* **Request 1**
Rewrite the stored data rows as a numbered list, starting at the first row and running through the row that contains "[154,0,360,93]", with both ends included and blank lines left out. Leave the pictures out of your list.

* **Passage to read**
In 1912 Mrs Nessie Egerton Stewart Brown, President of the Lancashire and Cheshire Women’s Liberal Association warned that its members were losing patience with the Lancashire and Cheshire Liberal Association’s refusal to discuss the question of Women’s Suffrage. At the same time Leigh’s Liberal women were offered an alternative. The NUWSS, which contained a large Liberal contingent, disappointed by the Liberal Party’s continual rejection of women’s suffrage reached an agreement with the Labour Party. The Labour Party was the only party to pledge its complete support for Women’s Suffrage, the NUWSS agreed to support Labour Parliamentary and municipal candidates. The Conservative Party in the main, were anti-women’s suffrage. In the 1913 St Mary’s Ward, Conservative Councillor W.R.Boydell fighting for re-election in 1913 had no women helpers, despite there being a large Women’s Unionist Association in the ward. The victor, Labour’s J.H. Wright, when praising the WLL canvassers, commented that Boydell had had to do "all the spade work himself". W.R. Boydell and George Hunter, Liberal Councillor for St Mary’s in 1911, was a proven women’s suffragist. In 1911, at the request of the NUWSS, Leigh Council was one of 146 County, Borough and District Councils, to petition Parliament in support of enfranchising women householders. In council, it was Councillor Hunter who moved the resolution with Councillor Boydell seconding.

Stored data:
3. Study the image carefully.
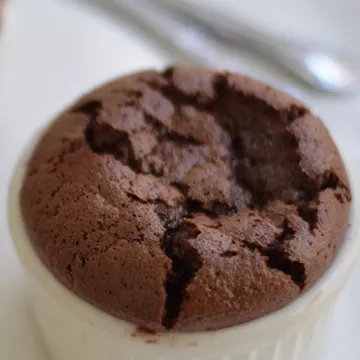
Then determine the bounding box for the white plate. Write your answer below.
[0,0,360,360]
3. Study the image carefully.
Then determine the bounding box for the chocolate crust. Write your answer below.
[21,67,351,331]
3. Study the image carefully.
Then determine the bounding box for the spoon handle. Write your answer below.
[153,0,283,57]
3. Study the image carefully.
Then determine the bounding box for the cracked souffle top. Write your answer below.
[21,67,351,331]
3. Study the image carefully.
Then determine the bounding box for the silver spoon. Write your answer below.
[154,0,360,93]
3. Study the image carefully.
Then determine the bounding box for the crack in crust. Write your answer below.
[25,68,351,330]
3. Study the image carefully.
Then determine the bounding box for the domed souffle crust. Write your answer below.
[21,67,351,331]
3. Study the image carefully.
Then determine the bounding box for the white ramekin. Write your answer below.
[8,129,359,360]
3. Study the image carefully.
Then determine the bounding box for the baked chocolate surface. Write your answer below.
[21,67,351,331]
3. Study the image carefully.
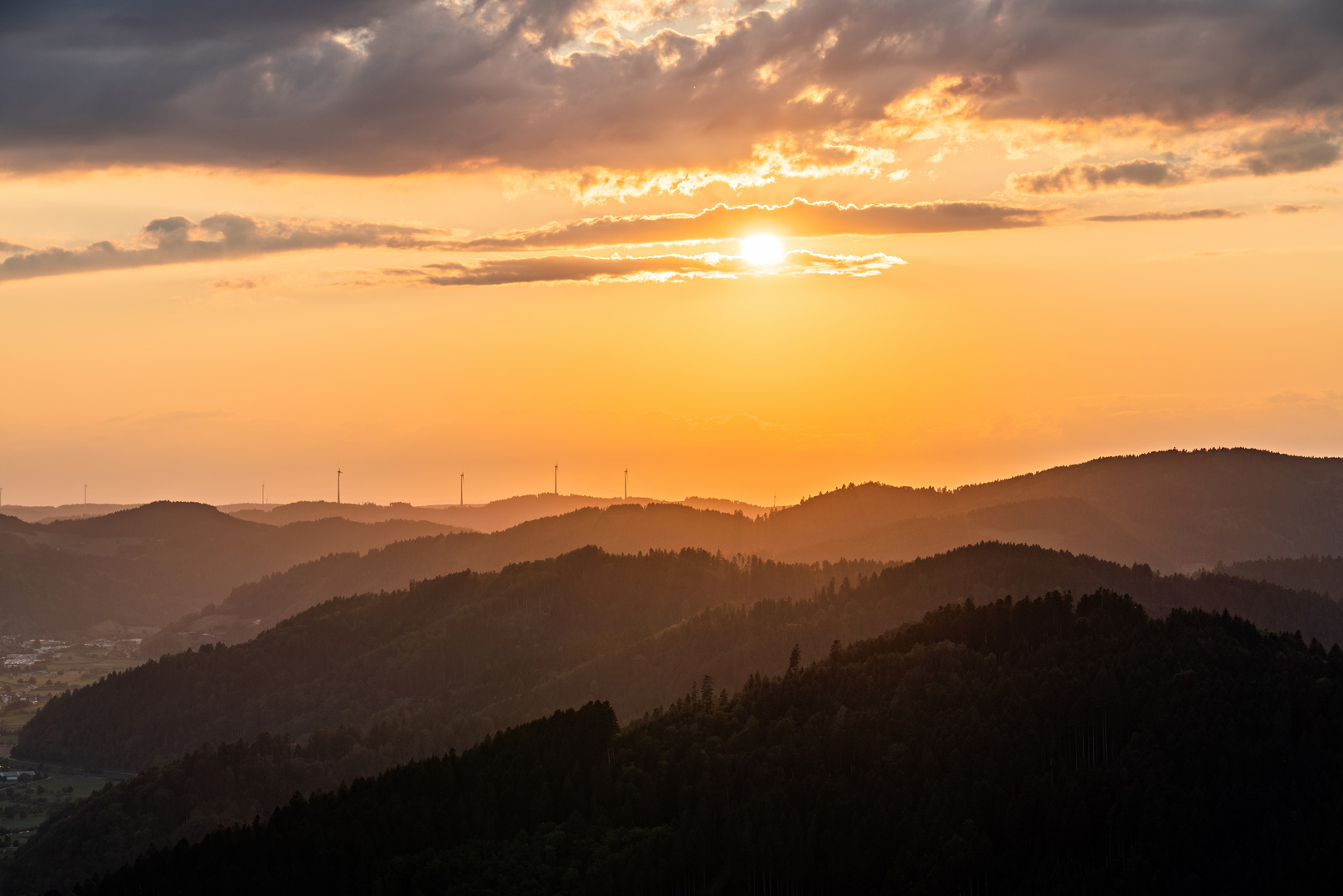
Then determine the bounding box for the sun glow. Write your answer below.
[742,234,784,267]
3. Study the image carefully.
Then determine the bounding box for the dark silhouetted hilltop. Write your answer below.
[47,591,1343,896]
[0,501,467,636]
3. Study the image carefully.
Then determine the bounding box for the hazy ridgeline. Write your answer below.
[145,449,1343,655]
[0,501,453,636]
[55,592,1343,896]
[11,544,1343,894]
[7,449,1343,657]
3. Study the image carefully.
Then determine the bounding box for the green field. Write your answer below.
[0,647,143,757]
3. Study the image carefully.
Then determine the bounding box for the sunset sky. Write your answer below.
[0,0,1343,505]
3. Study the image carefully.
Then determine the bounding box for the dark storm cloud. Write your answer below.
[453,199,1048,251]
[419,250,904,286]
[0,212,443,280]
[0,0,1343,173]
[1234,127,1343,178]
[1087,208,1245,224]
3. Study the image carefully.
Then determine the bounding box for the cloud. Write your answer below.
[419,250,905,286]
[453,199,1049,251]
[1085,208,1245,224]
[1233,128,1339,178]
[0,212,447,282]
[1007,126,1341,193]
[0,0,1343,174]
[1007,158,1187,193]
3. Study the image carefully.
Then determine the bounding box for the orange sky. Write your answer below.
[0,0,1343,504]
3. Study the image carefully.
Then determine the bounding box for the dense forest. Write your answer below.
[13,544,1343,770]
[1217,555,1343,601]
[75,591,1343,896]
[162,449,1343,655]
[13,544,1343,894]
[0,501,453,636]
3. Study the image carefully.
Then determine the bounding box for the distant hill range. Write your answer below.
[146,449,1343,655]
[0,501,460,636]
[5,544,1343,894]
[219,493,770,532]
[13,543,1343,770]
[41,596,1343,896]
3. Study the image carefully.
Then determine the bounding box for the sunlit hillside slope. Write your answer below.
[146,449,1343,655]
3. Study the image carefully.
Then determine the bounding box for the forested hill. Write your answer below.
[5,544,1343,894]
[15,544,1343,768]
[76,592,1343,896]
[1218,556,1343,601]
[0,501,455,636]
[13,548,849,768]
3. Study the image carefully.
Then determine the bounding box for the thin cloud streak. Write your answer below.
[0,0,1343,174]
[1007,128,1343,195]
[0,212,449,282]
[419,250,905,286]
[1085,208,1245,224]
[453,199,1050,251]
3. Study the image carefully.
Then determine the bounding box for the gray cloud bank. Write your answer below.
[1007,128,1343,195]
[0,0,1343,174]
[453,199,1048,251]
[0,213,443,282]
[419,250,905,286]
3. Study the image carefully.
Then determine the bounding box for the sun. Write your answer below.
[742,234,784,267]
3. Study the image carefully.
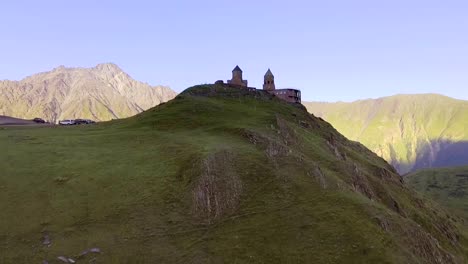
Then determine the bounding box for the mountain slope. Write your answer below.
[0,85,468,263]
[0,64,175,122]
[405,167,468,219]
[304,94,468,173]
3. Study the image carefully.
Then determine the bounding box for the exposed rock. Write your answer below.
[192,150,242,223]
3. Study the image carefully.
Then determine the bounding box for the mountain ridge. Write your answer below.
[0,85,468,264]
[304,94,468,173]
[0,63,176,122]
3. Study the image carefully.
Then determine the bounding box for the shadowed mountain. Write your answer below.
[0,63,175,122]
[0,85,468,264]
[304,94,468,173]
[405,166,468,220]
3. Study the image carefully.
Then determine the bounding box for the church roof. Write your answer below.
[265,68,273,76]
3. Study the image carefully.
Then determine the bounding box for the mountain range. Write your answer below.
[304,94,468,173]
[0,63,176,123]
[0,85,468,264]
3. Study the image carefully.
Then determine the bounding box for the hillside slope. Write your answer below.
[405,166,468,219]
[304,94,468,173]
[0,85,468,263]
[0,63,175,122]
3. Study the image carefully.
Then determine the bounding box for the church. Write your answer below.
[216,66,301,103]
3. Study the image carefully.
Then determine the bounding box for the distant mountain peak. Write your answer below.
[94,62,123,72]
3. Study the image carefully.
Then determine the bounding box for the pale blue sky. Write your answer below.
[0,0,468,101]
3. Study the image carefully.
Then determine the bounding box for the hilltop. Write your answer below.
[0,85,468,263]
[0,63,176,122]
[304,94,468,173]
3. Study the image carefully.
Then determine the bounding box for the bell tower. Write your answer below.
[228,66,247,87]
[263,69,276,91]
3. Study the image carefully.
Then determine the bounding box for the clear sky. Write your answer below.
[0,0,468,101]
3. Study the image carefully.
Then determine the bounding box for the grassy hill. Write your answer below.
[305,94,468,173]
[0,85,468,263]
[405,167,468,219]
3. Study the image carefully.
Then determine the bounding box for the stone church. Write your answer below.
[216,66,301,103]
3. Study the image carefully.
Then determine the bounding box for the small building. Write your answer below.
[215,66,301,103]
[228,66,248,87]
[263,69,301,103]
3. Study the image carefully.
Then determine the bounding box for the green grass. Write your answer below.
[0,86,467,263]
[304,94,468,173]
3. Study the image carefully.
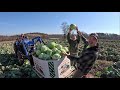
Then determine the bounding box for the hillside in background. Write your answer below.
[0,32,120,42]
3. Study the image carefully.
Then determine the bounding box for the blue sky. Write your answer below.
[0,12,120,35]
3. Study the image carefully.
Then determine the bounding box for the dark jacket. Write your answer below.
[68,33,98,75]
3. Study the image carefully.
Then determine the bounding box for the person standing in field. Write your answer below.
[65,28,99,78]
[67,28,80,68]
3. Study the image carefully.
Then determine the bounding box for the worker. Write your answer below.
[67,28,80,69]
[65,28,99,78]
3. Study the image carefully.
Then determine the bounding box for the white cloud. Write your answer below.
[0,22,16,26]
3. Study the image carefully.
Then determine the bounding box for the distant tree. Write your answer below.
[61,22,69,39]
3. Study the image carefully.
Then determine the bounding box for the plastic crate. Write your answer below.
[33,56,72,78]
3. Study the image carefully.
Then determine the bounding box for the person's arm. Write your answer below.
[67,29,71,42]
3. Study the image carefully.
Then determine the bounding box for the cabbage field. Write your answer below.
[0,39,120,78]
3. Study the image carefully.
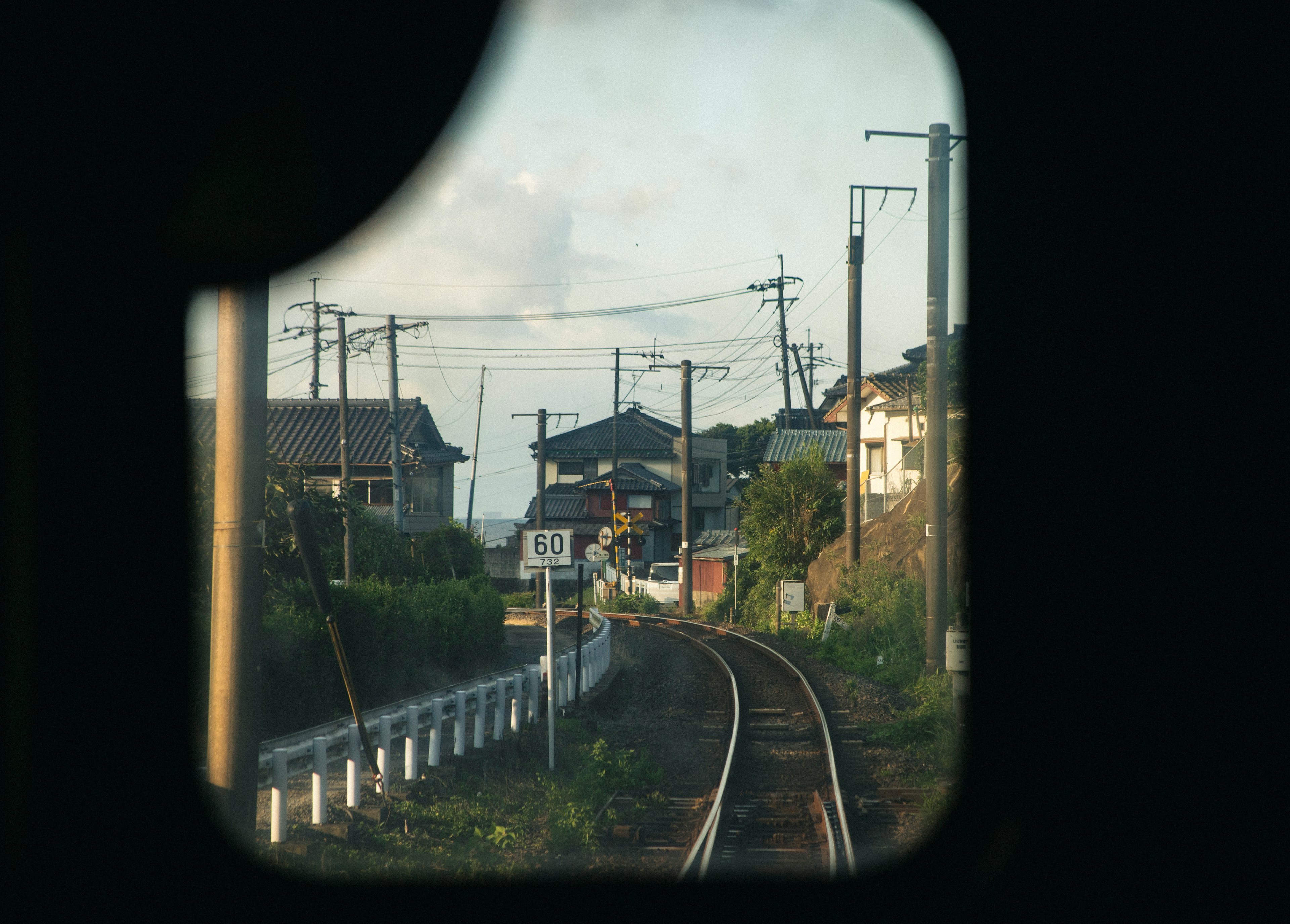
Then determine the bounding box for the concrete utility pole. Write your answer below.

* **Request 2**
Answer these questions using the passage on women's suffrage in Leigh:
(a) In what year did Nessie Egerton Stewart Brown give her warning about the patience of the association's members?
(b) Who won the 1913 contest in St Mary's Ward?
(c) How many councils petitioned Parliament in 1911 in support of enfranchising women householders?

* **Written answer 1**
1. 3. Study the image carefully.
2. Then determine the bounding box for the white plate. Write your answer below.
3. [0,0,360,360]
4. 3. Study the image carefully.
5. Then determine the bounding box for the chocolate crust. Write your answer below.
6. [21,67,351,331]
7. 3. Study the image carefully.
8. Then determine the bounding box for the spoon handle. Write your answer below.
9. [153,0,283,57]
10. 3. Study the image carefully.
11. Then determine the bounding box for the cracked souffle top. Write your answer below.
12. [21,67,351,331]
13. 3. Study the image carefully.
14. Then determine the bounding box for the silver spoon. Write your answer below.
15. [154,0,360,93]

* **Written answer 2**
(a) 1912
(b) Labour's J.H. Wright
(c) 146